**Source data**
******

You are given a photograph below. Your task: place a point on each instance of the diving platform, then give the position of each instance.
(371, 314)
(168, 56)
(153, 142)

******

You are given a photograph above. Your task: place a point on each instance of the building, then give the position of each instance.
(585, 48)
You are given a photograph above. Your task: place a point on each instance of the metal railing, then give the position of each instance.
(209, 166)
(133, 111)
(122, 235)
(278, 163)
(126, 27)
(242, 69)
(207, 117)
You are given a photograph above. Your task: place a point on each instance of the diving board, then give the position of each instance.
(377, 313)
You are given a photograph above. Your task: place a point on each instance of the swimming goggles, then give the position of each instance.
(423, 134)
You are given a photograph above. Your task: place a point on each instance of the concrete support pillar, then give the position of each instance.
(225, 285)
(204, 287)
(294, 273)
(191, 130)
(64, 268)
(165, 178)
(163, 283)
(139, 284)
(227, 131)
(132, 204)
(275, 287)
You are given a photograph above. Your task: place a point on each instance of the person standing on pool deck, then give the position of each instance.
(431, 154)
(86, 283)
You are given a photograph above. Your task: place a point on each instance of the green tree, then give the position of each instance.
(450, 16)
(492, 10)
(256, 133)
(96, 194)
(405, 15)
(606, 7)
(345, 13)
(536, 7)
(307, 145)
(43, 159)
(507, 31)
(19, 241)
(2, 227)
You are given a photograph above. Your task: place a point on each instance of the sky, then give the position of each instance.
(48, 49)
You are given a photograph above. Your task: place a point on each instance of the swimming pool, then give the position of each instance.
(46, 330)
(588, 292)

******

**Request**
How many lines in the data above contain the string "pool"? Case counts, so give only the number.

**Written answer**
2